= EXERCISE =
Pick each line that has "fingertip" out of the records.

· · · ·

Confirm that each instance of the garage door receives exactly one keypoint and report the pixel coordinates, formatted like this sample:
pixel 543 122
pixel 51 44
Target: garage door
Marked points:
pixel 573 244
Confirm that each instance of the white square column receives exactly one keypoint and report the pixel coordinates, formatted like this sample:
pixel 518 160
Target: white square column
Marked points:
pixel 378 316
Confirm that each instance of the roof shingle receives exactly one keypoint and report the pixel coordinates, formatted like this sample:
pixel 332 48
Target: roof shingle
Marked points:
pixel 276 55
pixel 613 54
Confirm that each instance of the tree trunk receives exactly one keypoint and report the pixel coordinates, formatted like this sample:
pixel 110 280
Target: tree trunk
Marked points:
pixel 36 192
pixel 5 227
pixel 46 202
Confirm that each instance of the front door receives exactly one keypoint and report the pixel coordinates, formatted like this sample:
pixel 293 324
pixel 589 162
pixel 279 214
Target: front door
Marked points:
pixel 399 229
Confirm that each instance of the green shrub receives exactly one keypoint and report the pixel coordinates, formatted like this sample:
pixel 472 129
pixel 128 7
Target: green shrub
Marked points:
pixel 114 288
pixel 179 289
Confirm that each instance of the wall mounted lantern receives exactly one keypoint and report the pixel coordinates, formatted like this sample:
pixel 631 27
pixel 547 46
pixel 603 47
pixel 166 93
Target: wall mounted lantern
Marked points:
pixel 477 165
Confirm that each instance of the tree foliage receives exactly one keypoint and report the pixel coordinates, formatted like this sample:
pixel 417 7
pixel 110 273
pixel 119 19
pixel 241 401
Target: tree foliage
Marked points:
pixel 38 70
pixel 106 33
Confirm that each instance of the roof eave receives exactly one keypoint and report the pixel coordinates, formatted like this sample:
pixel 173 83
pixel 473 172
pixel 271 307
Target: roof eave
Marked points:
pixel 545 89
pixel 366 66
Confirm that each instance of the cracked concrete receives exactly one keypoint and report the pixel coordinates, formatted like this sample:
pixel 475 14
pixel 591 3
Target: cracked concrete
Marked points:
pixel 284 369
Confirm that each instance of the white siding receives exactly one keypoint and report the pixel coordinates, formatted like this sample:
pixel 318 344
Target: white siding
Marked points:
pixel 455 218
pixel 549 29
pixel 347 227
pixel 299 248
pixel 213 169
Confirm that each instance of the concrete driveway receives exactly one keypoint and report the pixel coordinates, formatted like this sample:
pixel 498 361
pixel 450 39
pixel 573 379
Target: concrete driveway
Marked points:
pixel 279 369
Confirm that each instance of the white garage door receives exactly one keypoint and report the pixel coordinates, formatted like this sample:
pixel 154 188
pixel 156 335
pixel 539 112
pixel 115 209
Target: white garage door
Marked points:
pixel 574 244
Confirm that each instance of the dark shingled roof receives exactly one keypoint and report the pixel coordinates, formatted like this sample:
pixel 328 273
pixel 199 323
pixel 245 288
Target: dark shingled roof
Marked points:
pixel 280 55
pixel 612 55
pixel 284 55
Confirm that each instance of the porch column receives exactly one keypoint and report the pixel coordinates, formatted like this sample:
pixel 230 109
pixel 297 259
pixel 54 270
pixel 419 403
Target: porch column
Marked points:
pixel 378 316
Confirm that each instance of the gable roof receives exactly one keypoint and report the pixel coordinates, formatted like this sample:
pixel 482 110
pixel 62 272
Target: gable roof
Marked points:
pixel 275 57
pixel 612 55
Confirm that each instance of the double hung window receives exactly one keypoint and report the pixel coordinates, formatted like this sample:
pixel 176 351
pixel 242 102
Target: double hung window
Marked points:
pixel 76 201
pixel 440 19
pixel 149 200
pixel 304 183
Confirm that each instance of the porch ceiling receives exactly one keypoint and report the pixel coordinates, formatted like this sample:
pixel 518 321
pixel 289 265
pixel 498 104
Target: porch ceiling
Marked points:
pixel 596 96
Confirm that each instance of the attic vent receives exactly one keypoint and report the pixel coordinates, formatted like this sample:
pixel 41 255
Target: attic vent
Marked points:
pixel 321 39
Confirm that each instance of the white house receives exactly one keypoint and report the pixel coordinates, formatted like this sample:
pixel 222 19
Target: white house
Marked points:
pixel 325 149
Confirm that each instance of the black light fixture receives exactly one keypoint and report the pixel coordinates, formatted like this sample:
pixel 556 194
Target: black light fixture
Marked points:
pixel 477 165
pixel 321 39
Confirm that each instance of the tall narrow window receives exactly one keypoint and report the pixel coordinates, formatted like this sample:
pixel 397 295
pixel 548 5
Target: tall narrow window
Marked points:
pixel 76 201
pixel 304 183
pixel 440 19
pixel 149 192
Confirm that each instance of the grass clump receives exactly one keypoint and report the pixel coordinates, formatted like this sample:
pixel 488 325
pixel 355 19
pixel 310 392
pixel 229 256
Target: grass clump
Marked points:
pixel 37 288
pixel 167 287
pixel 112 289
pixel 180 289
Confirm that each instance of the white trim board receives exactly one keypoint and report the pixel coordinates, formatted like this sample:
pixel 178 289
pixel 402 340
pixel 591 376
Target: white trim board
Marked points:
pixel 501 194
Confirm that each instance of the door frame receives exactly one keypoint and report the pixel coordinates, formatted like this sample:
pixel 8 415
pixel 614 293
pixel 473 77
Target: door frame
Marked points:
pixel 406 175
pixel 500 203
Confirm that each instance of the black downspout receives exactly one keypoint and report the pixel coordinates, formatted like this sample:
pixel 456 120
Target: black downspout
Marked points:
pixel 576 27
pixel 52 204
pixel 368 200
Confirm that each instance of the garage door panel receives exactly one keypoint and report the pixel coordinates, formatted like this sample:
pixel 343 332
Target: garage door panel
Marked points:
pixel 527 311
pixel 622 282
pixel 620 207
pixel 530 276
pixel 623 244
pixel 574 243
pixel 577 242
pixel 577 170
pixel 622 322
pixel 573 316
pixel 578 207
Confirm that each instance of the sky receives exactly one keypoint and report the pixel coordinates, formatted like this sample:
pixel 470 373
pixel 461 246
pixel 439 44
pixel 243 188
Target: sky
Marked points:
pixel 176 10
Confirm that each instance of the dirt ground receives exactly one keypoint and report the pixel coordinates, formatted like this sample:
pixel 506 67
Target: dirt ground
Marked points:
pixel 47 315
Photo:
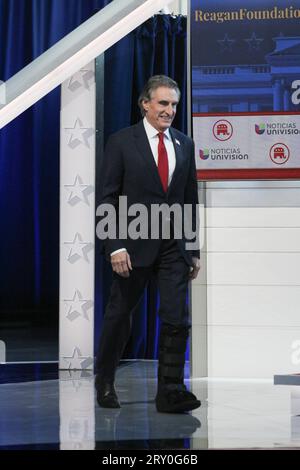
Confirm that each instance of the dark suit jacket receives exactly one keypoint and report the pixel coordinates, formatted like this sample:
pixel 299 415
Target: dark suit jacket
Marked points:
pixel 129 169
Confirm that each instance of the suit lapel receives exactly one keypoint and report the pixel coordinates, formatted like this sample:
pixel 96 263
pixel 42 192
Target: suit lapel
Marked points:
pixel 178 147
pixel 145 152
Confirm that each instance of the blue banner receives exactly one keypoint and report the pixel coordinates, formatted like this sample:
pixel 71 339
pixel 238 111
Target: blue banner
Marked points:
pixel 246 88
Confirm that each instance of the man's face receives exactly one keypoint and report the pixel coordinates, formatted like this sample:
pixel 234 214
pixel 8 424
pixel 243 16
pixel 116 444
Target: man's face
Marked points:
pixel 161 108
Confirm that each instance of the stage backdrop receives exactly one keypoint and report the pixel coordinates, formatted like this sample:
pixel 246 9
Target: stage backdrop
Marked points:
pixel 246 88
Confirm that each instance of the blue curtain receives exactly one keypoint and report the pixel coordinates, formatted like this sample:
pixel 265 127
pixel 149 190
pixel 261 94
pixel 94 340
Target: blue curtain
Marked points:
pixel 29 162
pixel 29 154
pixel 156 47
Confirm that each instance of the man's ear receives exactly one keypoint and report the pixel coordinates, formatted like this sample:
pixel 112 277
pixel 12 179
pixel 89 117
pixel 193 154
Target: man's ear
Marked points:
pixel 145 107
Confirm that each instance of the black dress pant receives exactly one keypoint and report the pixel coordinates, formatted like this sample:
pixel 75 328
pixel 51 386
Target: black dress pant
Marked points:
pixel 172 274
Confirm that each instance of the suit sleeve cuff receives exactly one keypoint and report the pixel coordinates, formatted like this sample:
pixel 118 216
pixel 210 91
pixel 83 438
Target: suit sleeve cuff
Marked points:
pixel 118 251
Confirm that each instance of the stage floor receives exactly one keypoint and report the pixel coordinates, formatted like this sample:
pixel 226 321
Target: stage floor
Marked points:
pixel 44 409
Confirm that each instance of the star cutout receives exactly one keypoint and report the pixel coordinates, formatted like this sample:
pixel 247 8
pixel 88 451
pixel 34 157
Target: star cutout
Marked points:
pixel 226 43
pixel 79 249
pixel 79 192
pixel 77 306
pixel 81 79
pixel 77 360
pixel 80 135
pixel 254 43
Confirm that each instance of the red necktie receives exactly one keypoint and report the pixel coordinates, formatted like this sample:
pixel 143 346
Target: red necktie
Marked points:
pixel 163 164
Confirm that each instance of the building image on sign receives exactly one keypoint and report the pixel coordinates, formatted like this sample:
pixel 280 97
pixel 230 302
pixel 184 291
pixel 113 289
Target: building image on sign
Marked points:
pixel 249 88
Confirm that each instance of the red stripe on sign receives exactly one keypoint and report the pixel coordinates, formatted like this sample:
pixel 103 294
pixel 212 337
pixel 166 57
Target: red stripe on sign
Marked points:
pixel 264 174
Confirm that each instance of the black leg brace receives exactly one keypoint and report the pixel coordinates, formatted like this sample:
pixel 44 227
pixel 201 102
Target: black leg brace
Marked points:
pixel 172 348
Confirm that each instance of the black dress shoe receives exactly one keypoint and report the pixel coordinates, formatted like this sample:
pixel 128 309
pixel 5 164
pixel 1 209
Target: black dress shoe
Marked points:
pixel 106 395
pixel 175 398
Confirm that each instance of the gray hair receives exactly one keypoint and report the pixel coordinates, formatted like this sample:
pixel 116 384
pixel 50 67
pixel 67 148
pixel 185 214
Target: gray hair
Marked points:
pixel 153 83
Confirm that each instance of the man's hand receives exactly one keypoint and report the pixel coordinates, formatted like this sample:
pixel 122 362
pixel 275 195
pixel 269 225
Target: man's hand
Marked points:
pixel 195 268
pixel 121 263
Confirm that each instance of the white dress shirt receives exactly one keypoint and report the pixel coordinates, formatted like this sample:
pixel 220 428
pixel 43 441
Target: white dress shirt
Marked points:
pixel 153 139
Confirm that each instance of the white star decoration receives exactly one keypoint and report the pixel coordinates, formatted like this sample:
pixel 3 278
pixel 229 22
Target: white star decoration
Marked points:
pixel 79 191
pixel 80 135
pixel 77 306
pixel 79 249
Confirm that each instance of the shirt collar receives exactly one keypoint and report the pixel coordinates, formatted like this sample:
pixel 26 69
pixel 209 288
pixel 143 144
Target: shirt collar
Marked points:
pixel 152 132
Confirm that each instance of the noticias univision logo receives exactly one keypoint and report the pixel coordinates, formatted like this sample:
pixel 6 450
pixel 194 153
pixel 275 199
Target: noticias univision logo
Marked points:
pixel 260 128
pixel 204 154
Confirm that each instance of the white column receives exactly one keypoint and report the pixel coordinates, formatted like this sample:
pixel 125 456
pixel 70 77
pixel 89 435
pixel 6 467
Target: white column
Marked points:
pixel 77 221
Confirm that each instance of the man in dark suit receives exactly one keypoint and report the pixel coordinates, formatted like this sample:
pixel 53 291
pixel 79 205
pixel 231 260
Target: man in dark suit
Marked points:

· · · ·

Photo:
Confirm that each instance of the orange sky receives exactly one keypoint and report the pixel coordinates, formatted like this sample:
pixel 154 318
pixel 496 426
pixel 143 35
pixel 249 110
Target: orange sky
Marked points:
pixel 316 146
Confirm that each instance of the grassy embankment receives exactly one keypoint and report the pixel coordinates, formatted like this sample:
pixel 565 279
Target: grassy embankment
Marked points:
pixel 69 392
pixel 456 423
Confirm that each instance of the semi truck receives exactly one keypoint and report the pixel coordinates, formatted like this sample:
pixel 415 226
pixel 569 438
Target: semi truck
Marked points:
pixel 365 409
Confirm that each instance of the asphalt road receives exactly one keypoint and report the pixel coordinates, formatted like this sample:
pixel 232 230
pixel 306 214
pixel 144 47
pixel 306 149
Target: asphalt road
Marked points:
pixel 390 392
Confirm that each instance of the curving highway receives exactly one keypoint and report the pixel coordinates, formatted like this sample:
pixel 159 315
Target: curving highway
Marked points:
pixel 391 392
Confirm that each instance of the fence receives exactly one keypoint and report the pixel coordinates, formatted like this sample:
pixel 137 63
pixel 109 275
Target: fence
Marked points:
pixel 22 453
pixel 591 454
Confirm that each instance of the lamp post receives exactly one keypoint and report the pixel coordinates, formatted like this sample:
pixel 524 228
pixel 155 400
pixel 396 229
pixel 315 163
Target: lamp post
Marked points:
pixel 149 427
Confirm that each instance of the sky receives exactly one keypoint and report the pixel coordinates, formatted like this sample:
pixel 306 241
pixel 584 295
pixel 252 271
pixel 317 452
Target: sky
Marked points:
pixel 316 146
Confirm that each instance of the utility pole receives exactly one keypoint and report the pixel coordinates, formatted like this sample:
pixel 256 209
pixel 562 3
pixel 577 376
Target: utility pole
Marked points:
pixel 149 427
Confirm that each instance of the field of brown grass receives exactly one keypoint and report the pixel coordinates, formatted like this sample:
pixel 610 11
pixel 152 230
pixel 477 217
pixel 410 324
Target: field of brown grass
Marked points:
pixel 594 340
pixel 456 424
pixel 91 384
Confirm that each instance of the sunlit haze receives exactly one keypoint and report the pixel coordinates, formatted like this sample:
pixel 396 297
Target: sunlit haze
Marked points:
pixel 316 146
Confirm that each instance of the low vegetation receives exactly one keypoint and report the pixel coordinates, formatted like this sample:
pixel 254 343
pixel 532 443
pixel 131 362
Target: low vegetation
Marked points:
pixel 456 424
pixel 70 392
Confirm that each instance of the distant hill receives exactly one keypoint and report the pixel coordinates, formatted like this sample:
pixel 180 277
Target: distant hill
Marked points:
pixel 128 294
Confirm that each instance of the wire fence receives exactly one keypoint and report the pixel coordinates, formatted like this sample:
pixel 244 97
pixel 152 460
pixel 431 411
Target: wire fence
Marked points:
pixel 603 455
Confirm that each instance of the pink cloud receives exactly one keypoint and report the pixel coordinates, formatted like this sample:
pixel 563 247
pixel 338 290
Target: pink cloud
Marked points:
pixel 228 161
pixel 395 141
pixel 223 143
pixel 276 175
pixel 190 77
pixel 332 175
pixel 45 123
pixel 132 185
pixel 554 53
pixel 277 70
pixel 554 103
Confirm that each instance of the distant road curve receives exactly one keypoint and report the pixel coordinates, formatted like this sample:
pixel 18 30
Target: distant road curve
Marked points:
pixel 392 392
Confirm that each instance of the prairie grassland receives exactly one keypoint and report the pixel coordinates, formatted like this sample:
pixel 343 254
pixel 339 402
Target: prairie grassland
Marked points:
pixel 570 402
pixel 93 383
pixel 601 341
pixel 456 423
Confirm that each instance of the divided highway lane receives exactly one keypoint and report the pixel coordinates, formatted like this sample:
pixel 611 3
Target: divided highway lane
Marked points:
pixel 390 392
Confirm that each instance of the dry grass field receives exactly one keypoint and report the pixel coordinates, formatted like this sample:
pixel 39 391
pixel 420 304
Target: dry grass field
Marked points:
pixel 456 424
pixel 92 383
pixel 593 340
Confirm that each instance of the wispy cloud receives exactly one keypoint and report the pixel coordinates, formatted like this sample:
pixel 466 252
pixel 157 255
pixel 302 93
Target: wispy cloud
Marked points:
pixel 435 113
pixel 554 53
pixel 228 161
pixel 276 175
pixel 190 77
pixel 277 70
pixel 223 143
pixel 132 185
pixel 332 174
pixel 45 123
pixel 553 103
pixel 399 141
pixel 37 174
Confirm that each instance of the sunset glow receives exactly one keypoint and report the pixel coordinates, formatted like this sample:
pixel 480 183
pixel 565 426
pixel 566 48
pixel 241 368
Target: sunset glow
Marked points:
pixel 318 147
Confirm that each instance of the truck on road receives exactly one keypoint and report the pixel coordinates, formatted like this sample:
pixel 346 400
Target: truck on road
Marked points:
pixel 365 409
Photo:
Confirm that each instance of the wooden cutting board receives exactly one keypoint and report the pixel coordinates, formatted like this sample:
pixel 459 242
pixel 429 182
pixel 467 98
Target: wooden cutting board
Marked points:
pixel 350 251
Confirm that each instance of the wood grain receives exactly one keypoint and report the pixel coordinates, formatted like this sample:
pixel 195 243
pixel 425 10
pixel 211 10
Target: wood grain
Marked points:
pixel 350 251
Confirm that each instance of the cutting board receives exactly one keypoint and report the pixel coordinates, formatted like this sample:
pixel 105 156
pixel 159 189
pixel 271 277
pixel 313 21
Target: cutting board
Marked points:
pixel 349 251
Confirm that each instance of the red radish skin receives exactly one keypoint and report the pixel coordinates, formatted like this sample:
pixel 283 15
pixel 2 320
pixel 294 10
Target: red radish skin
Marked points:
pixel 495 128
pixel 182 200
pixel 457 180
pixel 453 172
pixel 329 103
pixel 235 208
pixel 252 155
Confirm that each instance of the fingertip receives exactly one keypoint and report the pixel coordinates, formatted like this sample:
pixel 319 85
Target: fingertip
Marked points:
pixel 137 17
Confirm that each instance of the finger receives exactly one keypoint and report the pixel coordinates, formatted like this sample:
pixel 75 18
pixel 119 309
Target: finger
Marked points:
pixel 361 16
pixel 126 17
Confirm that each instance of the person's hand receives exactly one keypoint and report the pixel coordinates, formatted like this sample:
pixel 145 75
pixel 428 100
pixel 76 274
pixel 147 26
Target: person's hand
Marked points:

· · · ·

= TASK SOLUTION =
Confirm that each instance of the fingertip receives exactly one keypoint and report the pixel coordinates, formatted like this sample:
Target: fingertip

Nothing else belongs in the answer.